══ Excerpt to read ══

Table 2 - Overall recommendations for peri-operative pain management in patients undergoing complex spine surgery
Pre-operative and intra-operative recommendations
 Oral or i.v. paracetamol (Grade D)
 Oral or i.v. NSAIDs / COX-2 specific inhibitors (Grade A)
 i.v. Ketamine infusion (Grade A)
Postoperative recommendations
 Epidural analgesia with local anaesthetics and with or without opioids (Grade B)
 Oral or i.v. paracetamol (Grade D)
 Oral or i.v. NSAIDs/COX-2 specific inhibitors (Grade A)
Opioids as rescue medication (Grade D)
COX, cyclooxygenase; i.v., intravenous.

Table 3 - Analgesic interventions that are not recommended for pain management in patients undergoing complex spine surgery
Intervention Reason for not recommending
Oral gabapentinoids Significant risk of adverse effects
i.v. methadone Significant risk of adverse effects
Erector spinae plane block Limited procedure-specific evidence
Thoracolumbar interfascial plane block Limited procedure-specific evidence
i.v. lidocaine Limited procedure-specific evidence
i.v. glucocorticoid Lack of procedure-specific evidence
i.v. dexmedetomidine Limited procedure-specific evidence
Epidural opioids Limited procedure-specific evidence
Intrathecal opioids Limited procedure-specific evidence
Local anaesthetic wound infusion Limited and inconsistent procedure-specific evidence
i.v. magnesium Limited procedure-specific evidence
Surgical interventions Limited procedure-specific evidence
i.v., intravenous.

Acknowledgements relating to this article

Assistance with the study: EA and PW equally contributed to this manuscript, and therefore share first authorship. PW and EA conducted the literature search and analysed the retrieved articles with AS, JG and HB. PW and EA wrote the manuscript, which was reviewed and edited by all the other authors who have also participated in the PROSPECT Working Group meetings using the Delphi method and in defining the methodology of the PROSPECT group.

Appendix: PROSPECT working group∗∗: E. Albrecht, H. Beloeil, F. Bonnet, A. Delbos, S. Freys, G. P. Joshi, H. Kehlet, P. Lavand’homme, P. Lirk, D. Lobo, E. Pogatzki-Zahn, N. Rawal, J. Raeder, A. Sauter, S. Schug, M. van de Velde

Search terms: complex spine surgery OR scoliosis surgery OR thoracolumbar instrumentation OR thoracolumbar spine surgery OR spinal fusion AND pain OR pains OR pain management OR postoperative pain OR postoperative pain OR analgesia OR anaesthesia OR VAS OR visual analogue OR VRS OR verbal rating scale OR NRS OR numerical rating scale OR pain rating OR epidural OR neuraxial OR intrathecal OR paravertebral OR spinal OR infiltration OR nerve block OR neural block OR paravertebral block OR field block OR ilioinguinal block OR transversus abdominis plane block OR TAP block OR NSAID OR nonsteroidal anti-inflammatory OR nonsteroidal anti-inflammatory OR cyclo-oxygenase (COX)-2 OR paracetamol OR acetaminophen OR clonidine OR opioid OR ketamine OR corticosteroid OR gabapentin OR pregabalin.

═══
══ Material provided ══

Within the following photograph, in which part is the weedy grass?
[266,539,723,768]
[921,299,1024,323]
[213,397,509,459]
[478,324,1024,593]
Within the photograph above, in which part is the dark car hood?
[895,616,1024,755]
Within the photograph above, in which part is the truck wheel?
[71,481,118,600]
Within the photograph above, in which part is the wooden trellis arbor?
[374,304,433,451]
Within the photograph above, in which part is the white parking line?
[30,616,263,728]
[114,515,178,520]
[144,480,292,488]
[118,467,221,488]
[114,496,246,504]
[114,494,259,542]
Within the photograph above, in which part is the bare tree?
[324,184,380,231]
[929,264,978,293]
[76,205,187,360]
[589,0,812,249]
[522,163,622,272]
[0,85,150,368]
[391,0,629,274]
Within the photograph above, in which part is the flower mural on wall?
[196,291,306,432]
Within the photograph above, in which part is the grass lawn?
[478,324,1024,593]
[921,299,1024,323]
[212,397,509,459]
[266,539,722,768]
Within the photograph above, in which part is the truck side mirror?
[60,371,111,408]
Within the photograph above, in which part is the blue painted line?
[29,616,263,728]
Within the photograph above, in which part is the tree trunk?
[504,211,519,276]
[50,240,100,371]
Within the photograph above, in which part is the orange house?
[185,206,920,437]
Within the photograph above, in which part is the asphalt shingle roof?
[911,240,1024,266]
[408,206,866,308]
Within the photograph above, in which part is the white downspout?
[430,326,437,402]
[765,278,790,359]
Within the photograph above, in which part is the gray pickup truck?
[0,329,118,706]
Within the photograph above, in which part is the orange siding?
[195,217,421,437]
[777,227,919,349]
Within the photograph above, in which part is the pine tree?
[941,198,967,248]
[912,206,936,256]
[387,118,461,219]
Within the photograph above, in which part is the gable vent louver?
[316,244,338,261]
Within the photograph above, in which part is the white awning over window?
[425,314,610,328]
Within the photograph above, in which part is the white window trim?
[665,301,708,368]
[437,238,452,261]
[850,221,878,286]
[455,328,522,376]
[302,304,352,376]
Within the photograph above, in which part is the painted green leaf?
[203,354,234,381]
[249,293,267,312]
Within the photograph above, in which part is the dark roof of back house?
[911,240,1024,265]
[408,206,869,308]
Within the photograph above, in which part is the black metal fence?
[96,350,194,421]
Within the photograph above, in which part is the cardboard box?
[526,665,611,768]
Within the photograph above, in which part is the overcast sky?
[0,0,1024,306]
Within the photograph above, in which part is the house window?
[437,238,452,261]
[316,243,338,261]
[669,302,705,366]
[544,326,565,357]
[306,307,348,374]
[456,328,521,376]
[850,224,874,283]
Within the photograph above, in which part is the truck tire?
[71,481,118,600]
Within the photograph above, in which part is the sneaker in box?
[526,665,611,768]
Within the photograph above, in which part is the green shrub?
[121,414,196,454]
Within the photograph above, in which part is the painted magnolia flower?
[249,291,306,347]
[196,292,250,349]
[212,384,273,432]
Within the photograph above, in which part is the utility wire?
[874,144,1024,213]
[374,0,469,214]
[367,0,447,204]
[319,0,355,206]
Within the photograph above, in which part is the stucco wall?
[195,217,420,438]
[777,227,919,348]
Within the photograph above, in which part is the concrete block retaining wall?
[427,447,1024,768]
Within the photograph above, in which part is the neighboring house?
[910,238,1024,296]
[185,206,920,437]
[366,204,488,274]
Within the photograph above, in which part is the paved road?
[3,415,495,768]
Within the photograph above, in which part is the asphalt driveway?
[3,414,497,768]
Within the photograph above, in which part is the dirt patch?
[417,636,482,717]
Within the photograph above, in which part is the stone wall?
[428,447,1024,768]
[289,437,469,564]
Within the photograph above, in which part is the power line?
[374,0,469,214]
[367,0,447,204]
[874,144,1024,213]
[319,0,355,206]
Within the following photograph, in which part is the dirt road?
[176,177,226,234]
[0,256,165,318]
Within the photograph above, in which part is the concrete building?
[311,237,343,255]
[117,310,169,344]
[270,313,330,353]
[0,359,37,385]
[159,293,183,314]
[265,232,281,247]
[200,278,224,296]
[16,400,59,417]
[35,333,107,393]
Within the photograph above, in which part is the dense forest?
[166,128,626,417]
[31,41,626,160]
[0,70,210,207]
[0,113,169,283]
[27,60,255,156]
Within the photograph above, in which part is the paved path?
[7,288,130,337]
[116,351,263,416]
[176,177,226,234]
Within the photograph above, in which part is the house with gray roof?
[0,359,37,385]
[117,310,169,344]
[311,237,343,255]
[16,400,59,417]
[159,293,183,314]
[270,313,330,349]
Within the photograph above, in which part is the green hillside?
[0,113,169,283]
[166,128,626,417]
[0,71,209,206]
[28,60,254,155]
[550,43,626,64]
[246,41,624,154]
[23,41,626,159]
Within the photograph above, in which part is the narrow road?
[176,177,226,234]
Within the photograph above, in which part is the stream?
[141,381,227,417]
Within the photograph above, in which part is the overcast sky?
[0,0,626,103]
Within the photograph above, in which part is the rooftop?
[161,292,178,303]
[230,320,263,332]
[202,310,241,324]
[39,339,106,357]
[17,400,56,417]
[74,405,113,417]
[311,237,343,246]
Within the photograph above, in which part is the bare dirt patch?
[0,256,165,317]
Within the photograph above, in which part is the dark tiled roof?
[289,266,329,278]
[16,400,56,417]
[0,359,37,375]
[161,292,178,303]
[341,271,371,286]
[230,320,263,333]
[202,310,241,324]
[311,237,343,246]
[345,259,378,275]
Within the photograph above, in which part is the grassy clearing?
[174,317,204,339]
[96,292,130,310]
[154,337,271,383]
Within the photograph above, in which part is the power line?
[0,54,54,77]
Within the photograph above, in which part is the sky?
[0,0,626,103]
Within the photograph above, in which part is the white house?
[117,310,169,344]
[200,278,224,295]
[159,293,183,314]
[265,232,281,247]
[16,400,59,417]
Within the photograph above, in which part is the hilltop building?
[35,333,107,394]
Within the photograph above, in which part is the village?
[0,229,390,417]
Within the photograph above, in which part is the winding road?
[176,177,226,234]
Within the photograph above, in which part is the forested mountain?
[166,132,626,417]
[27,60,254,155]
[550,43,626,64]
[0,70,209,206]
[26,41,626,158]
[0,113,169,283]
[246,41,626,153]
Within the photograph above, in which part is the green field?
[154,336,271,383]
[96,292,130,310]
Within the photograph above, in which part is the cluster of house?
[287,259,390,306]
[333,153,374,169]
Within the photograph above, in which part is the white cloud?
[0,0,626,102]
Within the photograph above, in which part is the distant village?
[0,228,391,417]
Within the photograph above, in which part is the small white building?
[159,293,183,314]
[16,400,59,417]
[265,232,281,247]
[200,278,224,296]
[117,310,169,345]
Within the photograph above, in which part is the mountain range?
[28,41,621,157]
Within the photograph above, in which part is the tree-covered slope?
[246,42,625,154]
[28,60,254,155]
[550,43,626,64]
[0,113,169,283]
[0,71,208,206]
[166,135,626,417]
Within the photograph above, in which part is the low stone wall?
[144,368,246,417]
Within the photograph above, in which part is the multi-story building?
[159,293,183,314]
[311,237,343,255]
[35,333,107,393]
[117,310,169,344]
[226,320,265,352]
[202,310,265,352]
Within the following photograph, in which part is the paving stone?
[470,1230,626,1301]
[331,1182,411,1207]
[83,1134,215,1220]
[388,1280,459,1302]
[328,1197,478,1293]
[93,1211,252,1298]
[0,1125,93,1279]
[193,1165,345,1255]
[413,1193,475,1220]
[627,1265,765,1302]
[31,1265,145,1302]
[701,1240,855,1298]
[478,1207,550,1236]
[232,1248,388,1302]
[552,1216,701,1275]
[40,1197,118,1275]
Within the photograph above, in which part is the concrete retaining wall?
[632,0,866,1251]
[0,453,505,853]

═══

### Tasks:
[a] In the spine surgery pain excerpt, can you rewrite the paragraph beginning "Assistance with the study" as a short bulleted list that keeps its main facts?
[b] Which interventions in the spine surgery pain excerpt are not recommended with the reason "Limited procedure-specific evidence"? List them all.
[c] According to the spine surgery pain excerpt, what grade does i.v. ketamine infusion receive?

### Task-by-task solutions:
[a]
- EA and PW contributed equally and share first authorship.
- PW and EA did the literature search and analyzed the retrieved articles with AS, JG and HB.
- PW and EA wrote the manuscript, and all the other authors reviewed and edited it.
- The other authors also took part in PROSPECT Working Group meetings using the Delphi method and helped define the PROSPECT group's methodology.

[b]
- Erector spinae plane block
- Thoracolumbar interfascial plane block
- i.v. lidocaine
- i.v. dexmedetomidine
- Epidural opioids
- Intrathecal opioids
- i.v. magnesium
- Surgical interventions

[c] Grade A, as a pre-operative and intra-operative recommendation.